Data for the task Start Marker

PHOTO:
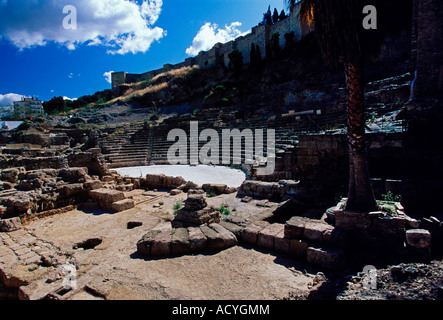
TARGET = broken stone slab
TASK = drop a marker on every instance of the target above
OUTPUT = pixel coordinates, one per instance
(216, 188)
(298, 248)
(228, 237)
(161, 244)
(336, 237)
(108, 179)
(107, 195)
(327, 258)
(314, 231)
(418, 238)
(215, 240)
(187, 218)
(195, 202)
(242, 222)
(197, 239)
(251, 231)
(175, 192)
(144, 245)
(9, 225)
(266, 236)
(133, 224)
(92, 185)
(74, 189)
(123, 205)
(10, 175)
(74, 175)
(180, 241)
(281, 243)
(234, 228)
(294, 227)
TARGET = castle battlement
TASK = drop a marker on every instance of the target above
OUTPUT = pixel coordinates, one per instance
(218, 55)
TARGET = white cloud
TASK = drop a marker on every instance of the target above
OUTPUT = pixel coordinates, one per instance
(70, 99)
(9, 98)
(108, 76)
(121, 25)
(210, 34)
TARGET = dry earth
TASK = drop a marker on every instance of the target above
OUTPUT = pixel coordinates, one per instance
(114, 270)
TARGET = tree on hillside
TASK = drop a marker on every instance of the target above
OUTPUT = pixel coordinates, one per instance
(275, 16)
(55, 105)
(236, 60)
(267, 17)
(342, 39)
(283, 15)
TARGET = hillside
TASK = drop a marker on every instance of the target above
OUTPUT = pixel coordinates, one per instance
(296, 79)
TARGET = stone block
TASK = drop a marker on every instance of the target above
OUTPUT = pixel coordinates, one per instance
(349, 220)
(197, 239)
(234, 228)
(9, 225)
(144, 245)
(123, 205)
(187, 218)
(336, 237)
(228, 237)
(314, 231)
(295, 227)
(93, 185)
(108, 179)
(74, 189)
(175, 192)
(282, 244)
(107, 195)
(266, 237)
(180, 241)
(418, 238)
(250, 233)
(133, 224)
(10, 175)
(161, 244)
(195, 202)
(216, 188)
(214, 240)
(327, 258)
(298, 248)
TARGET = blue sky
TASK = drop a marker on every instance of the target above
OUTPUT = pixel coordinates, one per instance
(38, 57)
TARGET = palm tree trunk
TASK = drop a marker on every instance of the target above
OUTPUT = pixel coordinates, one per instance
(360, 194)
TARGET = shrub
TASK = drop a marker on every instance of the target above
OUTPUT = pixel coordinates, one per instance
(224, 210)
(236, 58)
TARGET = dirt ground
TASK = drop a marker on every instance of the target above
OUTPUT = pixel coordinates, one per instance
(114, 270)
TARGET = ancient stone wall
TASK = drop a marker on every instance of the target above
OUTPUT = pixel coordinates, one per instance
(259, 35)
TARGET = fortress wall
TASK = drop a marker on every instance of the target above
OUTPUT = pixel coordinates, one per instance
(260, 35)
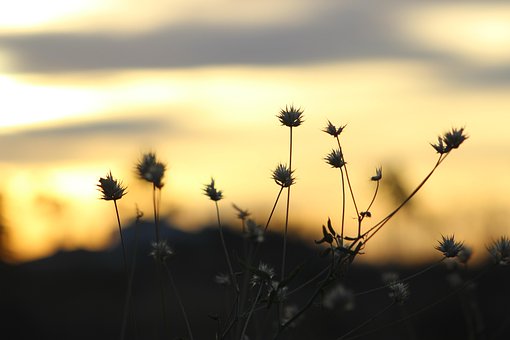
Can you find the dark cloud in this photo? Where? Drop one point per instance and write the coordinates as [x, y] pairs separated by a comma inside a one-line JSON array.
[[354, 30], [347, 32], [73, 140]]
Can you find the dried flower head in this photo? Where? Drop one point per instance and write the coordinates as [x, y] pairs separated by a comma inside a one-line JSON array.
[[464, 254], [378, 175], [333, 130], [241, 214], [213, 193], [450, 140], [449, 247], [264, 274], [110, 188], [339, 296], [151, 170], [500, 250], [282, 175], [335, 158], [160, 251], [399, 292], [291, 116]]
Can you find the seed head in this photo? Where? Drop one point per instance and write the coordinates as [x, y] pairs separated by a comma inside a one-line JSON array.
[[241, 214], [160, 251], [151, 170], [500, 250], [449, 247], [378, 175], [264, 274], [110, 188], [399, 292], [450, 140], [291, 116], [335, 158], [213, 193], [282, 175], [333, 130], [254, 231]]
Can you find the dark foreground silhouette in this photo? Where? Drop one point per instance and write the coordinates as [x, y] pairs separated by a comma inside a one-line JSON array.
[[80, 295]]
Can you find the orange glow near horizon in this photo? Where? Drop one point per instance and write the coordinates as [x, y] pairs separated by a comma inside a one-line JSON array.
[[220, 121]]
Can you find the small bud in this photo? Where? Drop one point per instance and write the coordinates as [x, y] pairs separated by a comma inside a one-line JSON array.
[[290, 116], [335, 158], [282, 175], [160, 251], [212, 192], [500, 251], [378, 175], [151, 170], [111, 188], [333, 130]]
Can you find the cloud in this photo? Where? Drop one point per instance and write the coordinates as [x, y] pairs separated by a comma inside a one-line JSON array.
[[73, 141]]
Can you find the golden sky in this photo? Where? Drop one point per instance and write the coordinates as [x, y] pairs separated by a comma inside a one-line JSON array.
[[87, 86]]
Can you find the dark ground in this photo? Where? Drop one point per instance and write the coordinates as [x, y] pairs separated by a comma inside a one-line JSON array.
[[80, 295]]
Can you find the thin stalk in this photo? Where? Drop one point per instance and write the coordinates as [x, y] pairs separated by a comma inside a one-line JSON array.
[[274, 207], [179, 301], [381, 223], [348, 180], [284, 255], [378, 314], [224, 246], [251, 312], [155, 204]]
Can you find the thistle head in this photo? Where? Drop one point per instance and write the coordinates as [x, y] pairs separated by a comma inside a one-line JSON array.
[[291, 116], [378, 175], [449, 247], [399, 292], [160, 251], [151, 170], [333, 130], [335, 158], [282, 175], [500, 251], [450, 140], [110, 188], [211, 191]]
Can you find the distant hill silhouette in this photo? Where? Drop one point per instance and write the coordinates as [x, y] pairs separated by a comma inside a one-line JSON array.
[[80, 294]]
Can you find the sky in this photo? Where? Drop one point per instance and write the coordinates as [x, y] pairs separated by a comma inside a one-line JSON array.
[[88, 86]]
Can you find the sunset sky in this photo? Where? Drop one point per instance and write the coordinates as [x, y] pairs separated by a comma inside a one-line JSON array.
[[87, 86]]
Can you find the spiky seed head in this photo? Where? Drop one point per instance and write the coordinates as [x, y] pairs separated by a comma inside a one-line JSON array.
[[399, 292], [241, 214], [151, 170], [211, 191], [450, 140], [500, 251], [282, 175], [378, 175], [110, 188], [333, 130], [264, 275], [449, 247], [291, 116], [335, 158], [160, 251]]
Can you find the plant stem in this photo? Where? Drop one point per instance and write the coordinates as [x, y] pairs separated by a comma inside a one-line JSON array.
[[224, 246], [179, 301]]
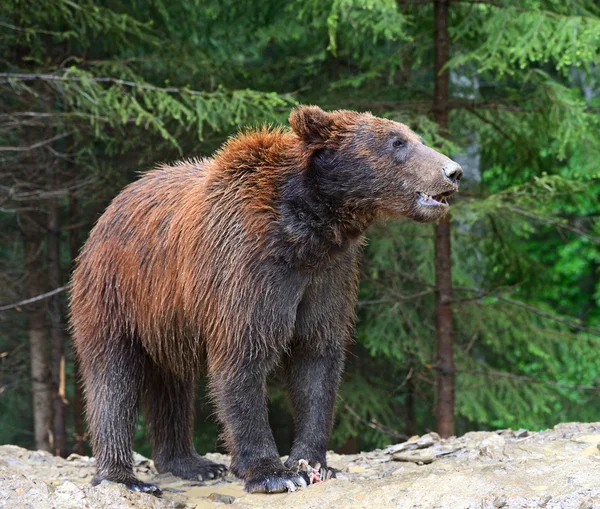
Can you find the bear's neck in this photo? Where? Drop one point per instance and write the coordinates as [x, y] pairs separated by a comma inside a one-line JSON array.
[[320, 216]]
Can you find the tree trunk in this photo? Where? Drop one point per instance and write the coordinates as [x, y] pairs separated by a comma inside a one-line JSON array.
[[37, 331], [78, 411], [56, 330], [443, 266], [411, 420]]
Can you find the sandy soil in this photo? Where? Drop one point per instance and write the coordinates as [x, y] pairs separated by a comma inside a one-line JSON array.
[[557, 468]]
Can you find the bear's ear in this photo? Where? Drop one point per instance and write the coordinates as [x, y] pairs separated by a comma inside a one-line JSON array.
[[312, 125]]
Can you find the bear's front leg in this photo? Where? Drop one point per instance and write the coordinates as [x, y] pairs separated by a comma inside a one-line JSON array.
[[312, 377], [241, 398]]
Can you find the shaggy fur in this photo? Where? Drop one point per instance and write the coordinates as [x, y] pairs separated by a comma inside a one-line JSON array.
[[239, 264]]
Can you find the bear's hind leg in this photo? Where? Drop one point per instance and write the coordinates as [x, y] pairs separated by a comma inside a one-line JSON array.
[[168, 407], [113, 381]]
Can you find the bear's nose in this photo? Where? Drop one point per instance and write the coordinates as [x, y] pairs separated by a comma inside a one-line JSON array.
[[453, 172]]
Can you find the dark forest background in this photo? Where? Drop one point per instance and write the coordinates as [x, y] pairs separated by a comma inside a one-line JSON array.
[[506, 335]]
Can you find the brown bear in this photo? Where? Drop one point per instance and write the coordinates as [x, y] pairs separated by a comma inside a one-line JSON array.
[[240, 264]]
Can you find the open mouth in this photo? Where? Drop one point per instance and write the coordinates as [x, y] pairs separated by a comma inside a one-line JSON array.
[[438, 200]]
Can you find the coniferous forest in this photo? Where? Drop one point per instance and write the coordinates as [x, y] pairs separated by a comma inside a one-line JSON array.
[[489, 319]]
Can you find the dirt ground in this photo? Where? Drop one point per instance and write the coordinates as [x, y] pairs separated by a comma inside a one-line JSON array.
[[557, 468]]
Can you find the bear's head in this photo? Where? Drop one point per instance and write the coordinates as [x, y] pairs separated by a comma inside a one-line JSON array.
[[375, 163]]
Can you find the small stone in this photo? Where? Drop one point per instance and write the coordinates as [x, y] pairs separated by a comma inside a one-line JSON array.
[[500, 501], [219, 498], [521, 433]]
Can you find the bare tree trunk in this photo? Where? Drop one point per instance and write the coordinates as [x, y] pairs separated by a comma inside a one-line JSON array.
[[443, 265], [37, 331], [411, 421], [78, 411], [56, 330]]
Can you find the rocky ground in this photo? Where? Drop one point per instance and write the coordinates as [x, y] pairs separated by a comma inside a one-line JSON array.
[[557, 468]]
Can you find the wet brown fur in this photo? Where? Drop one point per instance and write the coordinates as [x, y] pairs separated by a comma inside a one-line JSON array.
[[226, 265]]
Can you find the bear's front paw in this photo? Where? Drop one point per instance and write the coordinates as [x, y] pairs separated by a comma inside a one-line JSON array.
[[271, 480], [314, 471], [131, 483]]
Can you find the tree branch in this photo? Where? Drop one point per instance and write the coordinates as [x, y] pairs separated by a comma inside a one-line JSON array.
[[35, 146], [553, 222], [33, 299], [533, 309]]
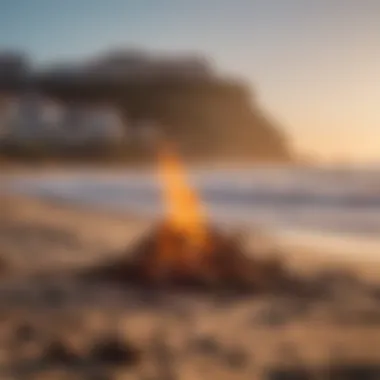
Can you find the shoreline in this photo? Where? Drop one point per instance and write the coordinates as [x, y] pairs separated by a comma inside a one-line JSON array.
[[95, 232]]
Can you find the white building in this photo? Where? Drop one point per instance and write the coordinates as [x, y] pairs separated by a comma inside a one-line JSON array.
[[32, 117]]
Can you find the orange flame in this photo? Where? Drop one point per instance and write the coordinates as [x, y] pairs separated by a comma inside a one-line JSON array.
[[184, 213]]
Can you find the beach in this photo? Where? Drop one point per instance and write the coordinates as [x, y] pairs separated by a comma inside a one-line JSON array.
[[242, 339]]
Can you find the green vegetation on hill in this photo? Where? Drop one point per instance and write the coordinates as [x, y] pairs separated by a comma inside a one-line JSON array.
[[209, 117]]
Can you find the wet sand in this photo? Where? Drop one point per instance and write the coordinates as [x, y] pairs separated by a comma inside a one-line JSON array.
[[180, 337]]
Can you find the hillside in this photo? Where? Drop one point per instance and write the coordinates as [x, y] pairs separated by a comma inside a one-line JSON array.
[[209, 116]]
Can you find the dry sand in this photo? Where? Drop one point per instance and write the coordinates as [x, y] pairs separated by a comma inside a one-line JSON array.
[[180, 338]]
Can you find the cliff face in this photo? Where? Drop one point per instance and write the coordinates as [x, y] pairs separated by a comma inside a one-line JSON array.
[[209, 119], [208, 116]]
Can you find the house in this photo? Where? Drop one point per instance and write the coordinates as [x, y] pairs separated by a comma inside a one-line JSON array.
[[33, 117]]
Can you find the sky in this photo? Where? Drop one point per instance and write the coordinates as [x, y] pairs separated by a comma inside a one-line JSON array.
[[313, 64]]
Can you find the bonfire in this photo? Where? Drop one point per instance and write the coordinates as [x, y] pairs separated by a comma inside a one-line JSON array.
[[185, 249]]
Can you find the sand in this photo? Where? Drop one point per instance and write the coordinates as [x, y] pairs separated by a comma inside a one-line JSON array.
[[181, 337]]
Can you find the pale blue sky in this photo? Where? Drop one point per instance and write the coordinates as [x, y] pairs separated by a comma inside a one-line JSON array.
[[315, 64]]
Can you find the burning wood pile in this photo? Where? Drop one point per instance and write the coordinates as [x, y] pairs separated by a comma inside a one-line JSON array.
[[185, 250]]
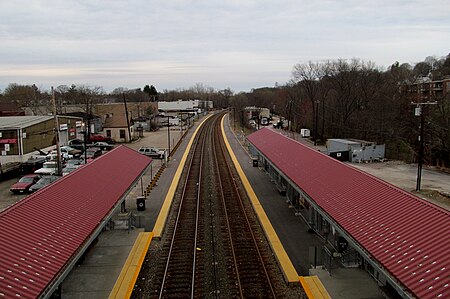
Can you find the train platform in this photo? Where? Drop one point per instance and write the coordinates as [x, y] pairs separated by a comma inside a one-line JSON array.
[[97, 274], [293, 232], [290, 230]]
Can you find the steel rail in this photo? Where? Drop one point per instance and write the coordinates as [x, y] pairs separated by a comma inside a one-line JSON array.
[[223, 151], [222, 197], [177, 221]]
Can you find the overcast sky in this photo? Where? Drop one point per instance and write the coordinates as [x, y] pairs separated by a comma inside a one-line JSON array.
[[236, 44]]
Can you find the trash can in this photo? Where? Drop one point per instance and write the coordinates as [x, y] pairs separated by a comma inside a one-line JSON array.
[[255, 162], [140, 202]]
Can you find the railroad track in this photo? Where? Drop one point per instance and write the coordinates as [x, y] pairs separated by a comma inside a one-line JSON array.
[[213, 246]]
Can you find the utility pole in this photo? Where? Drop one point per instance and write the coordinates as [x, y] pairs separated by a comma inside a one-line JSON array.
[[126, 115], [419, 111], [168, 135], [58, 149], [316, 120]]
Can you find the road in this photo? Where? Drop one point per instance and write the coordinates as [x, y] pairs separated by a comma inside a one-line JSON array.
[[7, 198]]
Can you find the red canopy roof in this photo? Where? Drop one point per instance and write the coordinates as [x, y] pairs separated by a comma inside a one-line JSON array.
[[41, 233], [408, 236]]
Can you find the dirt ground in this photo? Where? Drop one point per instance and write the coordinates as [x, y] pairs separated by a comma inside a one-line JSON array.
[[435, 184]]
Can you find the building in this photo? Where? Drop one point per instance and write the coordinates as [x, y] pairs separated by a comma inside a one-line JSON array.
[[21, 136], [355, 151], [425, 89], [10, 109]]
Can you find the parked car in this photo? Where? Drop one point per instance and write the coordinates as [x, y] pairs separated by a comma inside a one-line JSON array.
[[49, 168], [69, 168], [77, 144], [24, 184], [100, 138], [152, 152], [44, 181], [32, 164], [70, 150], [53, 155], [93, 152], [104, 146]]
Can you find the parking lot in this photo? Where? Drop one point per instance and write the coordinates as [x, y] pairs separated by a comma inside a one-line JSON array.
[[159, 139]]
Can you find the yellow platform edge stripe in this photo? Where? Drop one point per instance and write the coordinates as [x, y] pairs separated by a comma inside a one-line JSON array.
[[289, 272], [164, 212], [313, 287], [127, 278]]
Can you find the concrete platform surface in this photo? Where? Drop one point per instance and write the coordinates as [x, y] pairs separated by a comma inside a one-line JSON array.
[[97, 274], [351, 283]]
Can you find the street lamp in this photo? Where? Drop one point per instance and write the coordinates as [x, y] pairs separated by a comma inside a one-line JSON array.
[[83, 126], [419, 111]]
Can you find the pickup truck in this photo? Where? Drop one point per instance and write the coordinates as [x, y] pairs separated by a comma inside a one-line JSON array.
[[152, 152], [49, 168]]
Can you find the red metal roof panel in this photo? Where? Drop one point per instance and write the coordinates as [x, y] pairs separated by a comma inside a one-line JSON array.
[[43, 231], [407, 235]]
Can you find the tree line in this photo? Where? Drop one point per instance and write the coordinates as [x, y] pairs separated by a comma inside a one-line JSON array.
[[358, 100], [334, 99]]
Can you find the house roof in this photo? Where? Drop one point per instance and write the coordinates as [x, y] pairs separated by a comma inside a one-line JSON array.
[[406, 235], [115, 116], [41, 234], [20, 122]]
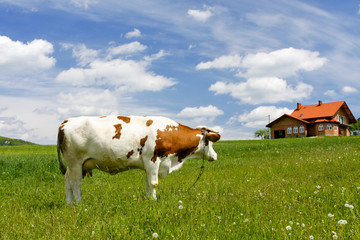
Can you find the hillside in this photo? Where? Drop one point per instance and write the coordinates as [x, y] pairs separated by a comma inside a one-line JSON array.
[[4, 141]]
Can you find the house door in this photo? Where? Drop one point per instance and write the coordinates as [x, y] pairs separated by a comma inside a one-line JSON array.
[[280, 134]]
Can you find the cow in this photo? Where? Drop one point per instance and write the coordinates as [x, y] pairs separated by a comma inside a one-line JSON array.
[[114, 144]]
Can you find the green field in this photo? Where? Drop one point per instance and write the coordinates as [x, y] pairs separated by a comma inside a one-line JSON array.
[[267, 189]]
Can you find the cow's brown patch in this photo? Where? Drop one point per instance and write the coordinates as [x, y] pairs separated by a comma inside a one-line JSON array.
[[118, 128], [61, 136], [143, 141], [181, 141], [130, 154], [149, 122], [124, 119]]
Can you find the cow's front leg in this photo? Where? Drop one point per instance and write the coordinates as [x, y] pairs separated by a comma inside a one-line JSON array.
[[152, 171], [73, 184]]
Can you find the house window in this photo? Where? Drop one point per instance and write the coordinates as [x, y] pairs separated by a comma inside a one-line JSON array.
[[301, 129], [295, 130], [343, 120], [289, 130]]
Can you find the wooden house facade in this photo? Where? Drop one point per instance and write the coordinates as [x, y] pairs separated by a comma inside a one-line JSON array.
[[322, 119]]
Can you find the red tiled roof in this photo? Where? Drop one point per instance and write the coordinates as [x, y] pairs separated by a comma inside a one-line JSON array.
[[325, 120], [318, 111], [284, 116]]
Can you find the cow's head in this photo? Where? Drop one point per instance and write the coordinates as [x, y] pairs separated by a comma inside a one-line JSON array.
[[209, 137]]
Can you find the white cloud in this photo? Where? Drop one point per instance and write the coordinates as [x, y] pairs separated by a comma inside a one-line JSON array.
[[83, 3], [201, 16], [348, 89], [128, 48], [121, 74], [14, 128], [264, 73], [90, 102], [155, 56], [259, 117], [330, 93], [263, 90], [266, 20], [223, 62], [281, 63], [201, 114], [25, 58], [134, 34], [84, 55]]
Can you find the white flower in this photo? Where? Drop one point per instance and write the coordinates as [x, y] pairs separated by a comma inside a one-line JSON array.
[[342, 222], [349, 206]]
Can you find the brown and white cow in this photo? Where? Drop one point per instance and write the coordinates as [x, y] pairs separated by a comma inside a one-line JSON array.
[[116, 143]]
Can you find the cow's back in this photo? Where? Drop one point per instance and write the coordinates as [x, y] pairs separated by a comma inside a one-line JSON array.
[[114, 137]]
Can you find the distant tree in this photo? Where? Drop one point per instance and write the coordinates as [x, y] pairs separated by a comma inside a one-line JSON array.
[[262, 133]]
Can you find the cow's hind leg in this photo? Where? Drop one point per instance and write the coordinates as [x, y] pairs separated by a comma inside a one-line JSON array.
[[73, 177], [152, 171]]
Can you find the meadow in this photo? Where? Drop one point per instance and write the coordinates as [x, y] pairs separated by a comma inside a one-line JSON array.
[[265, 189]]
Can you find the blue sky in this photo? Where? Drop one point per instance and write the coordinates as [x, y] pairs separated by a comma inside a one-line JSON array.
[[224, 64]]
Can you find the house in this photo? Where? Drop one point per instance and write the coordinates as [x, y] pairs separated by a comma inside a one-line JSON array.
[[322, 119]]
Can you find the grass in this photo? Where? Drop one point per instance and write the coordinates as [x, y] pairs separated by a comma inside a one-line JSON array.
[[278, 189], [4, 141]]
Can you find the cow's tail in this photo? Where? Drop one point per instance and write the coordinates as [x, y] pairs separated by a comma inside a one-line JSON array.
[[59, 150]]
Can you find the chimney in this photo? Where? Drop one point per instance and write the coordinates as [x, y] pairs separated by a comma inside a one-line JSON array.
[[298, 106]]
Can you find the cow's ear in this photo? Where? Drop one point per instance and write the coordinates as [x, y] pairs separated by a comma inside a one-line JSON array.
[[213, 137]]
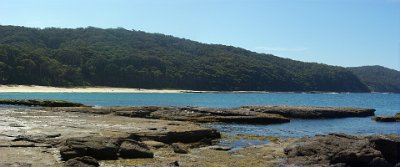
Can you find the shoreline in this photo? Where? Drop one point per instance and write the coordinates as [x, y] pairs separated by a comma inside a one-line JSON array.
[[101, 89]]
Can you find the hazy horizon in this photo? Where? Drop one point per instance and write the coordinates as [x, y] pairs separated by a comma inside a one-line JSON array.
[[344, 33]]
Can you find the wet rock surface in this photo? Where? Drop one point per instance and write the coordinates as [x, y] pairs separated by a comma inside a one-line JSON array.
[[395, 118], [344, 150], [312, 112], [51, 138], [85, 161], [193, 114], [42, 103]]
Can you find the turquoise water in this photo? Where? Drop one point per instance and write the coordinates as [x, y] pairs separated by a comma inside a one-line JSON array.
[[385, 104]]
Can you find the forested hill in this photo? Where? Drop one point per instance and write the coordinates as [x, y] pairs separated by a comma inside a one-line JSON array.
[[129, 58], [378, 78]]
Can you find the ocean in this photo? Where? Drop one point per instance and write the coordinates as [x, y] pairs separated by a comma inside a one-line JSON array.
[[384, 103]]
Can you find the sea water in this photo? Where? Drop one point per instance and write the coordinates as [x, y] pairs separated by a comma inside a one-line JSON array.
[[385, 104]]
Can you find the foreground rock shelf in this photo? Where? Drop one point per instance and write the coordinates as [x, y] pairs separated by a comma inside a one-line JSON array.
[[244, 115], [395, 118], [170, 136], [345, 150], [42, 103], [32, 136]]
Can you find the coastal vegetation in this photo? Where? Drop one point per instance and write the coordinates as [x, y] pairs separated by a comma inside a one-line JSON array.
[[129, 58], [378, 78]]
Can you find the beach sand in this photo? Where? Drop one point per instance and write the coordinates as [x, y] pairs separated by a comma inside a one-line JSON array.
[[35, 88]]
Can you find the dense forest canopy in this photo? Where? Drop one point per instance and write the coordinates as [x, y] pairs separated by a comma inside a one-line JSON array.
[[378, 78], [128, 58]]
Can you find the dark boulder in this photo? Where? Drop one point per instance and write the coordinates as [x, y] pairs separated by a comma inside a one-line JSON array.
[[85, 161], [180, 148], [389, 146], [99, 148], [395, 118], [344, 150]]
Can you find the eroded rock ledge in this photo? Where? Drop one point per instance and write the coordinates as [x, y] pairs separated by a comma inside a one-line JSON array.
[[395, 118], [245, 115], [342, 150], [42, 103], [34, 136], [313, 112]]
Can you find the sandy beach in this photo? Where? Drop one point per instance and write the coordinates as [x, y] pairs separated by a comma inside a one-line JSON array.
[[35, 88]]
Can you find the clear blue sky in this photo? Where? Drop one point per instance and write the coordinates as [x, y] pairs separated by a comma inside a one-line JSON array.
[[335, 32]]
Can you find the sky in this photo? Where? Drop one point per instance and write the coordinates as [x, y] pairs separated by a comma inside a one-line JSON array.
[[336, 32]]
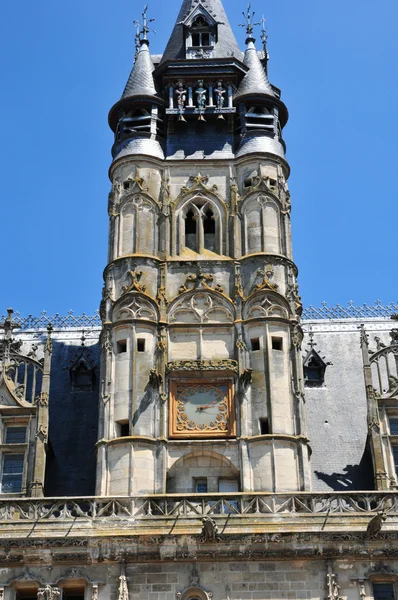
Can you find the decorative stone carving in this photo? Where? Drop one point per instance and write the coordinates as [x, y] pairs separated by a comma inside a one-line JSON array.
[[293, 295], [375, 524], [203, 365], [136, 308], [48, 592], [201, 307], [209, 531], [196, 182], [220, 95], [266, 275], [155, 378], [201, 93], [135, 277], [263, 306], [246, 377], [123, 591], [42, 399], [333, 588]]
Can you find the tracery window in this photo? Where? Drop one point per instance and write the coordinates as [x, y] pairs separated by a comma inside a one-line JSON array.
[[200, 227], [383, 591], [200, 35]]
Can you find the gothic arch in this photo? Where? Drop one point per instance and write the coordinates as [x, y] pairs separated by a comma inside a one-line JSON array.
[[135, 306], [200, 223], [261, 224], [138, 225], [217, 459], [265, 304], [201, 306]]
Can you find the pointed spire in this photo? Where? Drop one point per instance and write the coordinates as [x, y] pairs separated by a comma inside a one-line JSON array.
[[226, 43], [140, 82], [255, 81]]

Data for the task End Marker

Your assignment >> Copy every line in the entries above that has the string "wall" in it.

Output >>
TARGET = ancient stone wall
TARGET = fortress wall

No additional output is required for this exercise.